→ Request: Collect every line below that contains the string "straw".

-*-

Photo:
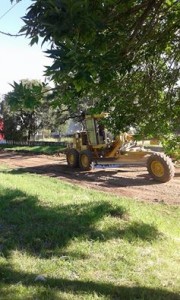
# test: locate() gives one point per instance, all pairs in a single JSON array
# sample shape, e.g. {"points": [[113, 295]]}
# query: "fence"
{"points": [[36, 143]]}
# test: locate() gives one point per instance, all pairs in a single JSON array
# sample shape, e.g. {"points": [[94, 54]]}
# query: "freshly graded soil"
{"points": [[125, 181]]}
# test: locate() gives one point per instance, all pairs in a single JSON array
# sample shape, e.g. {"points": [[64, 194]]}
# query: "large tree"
{"points": [[113, 55], [25, 110]]}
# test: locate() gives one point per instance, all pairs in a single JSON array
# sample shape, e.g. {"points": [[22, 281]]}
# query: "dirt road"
{"points": [[128, 181]]}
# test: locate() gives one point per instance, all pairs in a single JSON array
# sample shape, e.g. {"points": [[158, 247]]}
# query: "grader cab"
{"points": [[96, 146]]}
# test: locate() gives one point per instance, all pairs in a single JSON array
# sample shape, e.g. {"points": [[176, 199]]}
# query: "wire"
{"points": [[6, 33], [8, 10], [11, 35]]}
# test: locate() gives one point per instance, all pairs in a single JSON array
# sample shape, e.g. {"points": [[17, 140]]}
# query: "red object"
{"points": [[1, 129]]}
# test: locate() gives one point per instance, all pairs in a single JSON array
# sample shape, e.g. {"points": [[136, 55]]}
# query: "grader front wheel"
{"points": [[160, 167], [72, 158]]}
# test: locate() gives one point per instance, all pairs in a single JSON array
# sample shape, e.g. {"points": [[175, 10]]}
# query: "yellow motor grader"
{"points": [[94, 146]]}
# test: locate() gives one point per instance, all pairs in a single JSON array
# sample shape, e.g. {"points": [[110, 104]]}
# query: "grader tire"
{"points": [[85, 160], [160, 167], [72, 158]]}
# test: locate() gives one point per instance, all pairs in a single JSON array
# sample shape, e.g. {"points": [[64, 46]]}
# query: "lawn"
{"points": [[61, 241], [52, 149]]}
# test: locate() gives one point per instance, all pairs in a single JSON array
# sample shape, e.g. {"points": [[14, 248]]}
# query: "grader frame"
{"points": [[93, 146]]}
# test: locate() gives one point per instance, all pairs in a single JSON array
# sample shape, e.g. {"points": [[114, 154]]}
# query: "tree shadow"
{"points": [[27, 225], [79, 287], [105, 178]]}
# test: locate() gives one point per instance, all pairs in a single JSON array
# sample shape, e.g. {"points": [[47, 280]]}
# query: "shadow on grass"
{"points": [[106, 178], [81, 288], [27, 225]]}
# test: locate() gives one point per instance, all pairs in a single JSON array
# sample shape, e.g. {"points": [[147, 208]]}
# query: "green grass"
{"points": [[86, 244], [52, 149]]}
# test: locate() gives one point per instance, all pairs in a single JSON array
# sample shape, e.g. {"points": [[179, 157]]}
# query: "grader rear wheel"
{"points": [[160, 167], [85, 160], [72, 157]]}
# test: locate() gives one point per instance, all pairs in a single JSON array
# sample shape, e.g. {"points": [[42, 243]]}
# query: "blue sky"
{"points": [[18, 60]]}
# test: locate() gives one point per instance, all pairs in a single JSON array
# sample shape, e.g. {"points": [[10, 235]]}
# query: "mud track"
{"points": [[127, 181]]}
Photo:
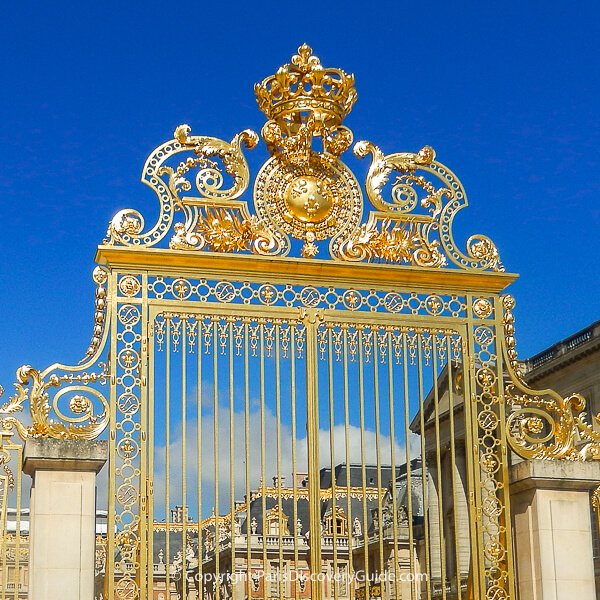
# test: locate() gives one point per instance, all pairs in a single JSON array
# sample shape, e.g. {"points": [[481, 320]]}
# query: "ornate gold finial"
{"points": [[304, 88]]}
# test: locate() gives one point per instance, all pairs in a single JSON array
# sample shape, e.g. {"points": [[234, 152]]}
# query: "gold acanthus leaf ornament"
{"points": [[226, 229], [87, 424], [412, 189], [541, 423], [392, 241]]}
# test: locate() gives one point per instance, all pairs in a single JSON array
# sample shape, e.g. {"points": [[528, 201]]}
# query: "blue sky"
{"points": [[507, 95]]}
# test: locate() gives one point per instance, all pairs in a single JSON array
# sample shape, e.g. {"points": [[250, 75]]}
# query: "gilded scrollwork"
{"points": [[541, 423], [63, 401], [385, 239], [227, 229], [89, 407], [197, 181], [304, 191], [400, 225]]}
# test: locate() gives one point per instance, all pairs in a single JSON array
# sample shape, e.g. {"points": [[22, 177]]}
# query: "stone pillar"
{"points": [[63, 516], [550, 504]]}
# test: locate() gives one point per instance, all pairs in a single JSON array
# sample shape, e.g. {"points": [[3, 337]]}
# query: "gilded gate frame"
{"points": [[398, 268]]}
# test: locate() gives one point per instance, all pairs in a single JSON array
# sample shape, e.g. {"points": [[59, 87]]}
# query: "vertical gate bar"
{"points": [[168, 452], [294, 466], [361, 400], [233, 516], [510, 565], [201, 533], [109, 571], [18, 529], [281, 528], [263, 457], [332, 460], [3, 531], [183, 454], [425, 482], [477, 567], [453, 465], [145, 525], [393, 491], [347, 452], [247, 463], [215, 331], [407, 432], [438, 458], [377, 416], [312, 425], [148, 419]]}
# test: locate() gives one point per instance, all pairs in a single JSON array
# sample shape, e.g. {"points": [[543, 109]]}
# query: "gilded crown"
{"points": [[304, 87]]}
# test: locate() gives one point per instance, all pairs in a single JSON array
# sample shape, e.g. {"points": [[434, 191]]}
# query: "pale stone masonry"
{"points": [[63, 516]]}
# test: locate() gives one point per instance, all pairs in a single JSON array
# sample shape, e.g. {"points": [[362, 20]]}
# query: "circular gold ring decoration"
{"points": [[311, 200]]}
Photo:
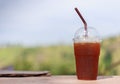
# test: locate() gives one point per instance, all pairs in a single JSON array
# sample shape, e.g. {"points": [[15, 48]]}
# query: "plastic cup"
{"points": [[86, 51]]}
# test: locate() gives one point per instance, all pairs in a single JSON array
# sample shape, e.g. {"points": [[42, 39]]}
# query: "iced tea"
{"points": [[87, 56]]}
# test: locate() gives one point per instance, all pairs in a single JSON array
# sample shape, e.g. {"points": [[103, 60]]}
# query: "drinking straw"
{"points": [[83, 20]]}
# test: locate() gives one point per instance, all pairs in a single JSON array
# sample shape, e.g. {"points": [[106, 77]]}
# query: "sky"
{"points": [[44, 22]]}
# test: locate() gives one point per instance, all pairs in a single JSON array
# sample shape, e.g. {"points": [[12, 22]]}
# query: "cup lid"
{"points": [[92, 35]]}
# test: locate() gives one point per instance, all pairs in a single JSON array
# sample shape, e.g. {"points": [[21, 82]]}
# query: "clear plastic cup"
{"points": [[86, 51]]}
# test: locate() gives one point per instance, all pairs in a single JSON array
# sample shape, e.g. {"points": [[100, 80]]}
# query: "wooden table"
{"points": [[58, 80]]}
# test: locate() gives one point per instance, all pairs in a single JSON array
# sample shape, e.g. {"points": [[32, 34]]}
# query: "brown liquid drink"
{"points": [[87, 55], [86, 50]]}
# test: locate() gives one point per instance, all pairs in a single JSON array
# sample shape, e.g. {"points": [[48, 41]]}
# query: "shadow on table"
{"points": [[104, 77]]}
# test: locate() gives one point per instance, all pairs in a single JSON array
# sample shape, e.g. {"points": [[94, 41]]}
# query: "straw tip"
{"points": [[75, 8]]}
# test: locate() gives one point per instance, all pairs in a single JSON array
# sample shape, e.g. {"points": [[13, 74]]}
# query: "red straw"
{"points": [[81, 17]]}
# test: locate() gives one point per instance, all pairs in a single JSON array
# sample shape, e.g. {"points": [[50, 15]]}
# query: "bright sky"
{"points": [[32, 22]]}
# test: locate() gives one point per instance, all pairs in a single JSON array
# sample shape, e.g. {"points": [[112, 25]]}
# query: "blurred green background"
{"points": [[59, 58]]}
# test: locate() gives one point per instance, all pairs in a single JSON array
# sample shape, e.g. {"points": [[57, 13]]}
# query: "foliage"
{"points": [[59, 59]]}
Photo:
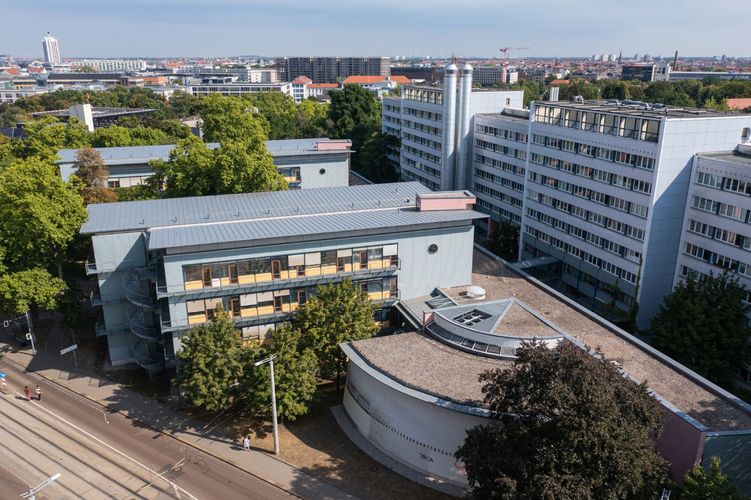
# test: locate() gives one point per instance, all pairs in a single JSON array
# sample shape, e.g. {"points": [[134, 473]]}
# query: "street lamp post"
{"points": [[270, 361]]}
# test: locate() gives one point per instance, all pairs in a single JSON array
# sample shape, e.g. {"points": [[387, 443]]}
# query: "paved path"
{"points": [[168, 443]]}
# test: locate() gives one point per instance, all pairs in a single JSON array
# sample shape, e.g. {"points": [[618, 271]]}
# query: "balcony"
{"points": [[286, 279], [137, 325], [90, 266], [132, 287]]}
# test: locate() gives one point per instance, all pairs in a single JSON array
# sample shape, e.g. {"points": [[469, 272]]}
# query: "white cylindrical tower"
{"points": [[463, 139], [449, 127]]}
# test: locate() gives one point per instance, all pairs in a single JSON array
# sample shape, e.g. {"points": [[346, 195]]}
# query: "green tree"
{"points": [[231, 119], [564, 424], [294, 374], [338, 313], [44, 137], [39, 214], [195, 170], [702, 324], [355, 114], [277, 112], [504, 241], [25, 290], [698, 484], [211, 361], [92, 173]]}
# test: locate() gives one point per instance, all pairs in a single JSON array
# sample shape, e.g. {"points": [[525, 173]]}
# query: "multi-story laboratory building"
{"points": [[164, 266]]}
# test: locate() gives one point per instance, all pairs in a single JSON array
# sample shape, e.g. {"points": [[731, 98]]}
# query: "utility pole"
{"points": [[270, 361]]}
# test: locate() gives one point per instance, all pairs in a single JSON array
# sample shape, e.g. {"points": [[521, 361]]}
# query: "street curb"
{"points": [[272, 483]]}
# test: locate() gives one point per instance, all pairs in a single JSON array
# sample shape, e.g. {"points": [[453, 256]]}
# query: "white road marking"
{"points": [[177, 489]]}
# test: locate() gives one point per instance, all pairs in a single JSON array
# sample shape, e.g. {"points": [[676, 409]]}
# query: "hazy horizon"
{"points": [[476, 28]]}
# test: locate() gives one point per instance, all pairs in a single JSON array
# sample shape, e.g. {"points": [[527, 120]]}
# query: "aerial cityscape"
{"points": [[375, 251]]}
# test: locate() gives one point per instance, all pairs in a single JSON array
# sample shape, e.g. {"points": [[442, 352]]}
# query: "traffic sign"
{"points": [[68, 349]]}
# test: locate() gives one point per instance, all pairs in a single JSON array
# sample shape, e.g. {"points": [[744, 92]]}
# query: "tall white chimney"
{"points": [[449, 127], [463, 140]]}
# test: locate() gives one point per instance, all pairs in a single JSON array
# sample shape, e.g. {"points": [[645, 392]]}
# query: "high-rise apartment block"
{"points": [[51, 49], [330, 69], [435, 126], [599, 189]]}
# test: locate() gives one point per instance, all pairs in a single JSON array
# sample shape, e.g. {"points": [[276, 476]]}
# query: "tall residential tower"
{"points": [[51, 49]]}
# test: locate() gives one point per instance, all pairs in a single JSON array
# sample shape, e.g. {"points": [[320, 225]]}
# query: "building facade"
{"points": [[110, 65], [716, 235], [603, 191], [51, 49], [304, 163], [164, 266], [330, 69], [435, 127]]}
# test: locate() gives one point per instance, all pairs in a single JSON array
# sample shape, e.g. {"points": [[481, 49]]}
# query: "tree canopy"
{"points": [[699, 484], [194, 169], [703, 325], [92, 173], [211, 361], [564, 424], [39, 214], [338, 313]]}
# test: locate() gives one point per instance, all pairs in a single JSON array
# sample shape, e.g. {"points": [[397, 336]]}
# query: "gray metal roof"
{"points": [[284, 147], [301, 226], [148, 214]]}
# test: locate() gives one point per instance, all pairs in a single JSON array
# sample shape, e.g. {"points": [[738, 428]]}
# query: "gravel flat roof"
{"points": [[425, 364]]}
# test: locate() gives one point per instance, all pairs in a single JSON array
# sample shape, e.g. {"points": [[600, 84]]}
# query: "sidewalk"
{"points": [[158, 416]]}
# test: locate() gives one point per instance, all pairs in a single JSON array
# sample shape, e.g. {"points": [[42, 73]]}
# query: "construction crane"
{"points": [[505, 51]]}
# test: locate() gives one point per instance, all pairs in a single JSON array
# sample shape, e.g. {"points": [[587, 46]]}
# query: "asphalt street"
{"points": [[100, 454]]}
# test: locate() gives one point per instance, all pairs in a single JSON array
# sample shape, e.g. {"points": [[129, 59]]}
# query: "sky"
{"points": [[466, 28]]}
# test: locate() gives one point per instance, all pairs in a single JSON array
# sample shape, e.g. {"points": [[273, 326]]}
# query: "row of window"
{"points": [[498, 148], [254, 305], [502, 165], [419, 113], [634, 160], [421, 127], [578, 232], [719, 234], [581, 254], [502, 133], [602, 288], [593, 217], [422, 154], [721, 209], [493, 208], [286, 267], [590, 194], [717, 259], [497, 179], [422, 140], [423, 95], [603, 176], [632, 127], [723, 183], [494, 193]]}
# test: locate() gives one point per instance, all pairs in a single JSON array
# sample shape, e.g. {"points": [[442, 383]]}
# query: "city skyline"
{"points": [[333, 27]]}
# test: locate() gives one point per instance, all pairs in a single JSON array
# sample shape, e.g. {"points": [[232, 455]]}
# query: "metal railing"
{"points": [[163, 290], [132, 287]]}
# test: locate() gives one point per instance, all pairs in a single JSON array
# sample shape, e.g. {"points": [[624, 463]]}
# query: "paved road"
{"points": [[101, 454]]}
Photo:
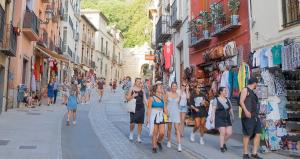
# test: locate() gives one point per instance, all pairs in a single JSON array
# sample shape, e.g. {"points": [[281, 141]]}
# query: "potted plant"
{"points": [[204, 20], [217, 15], [233, 6]]}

-*-

→ Complete output:
# query: "drinking straw"
# query: "straw tip"
# query: "red straw"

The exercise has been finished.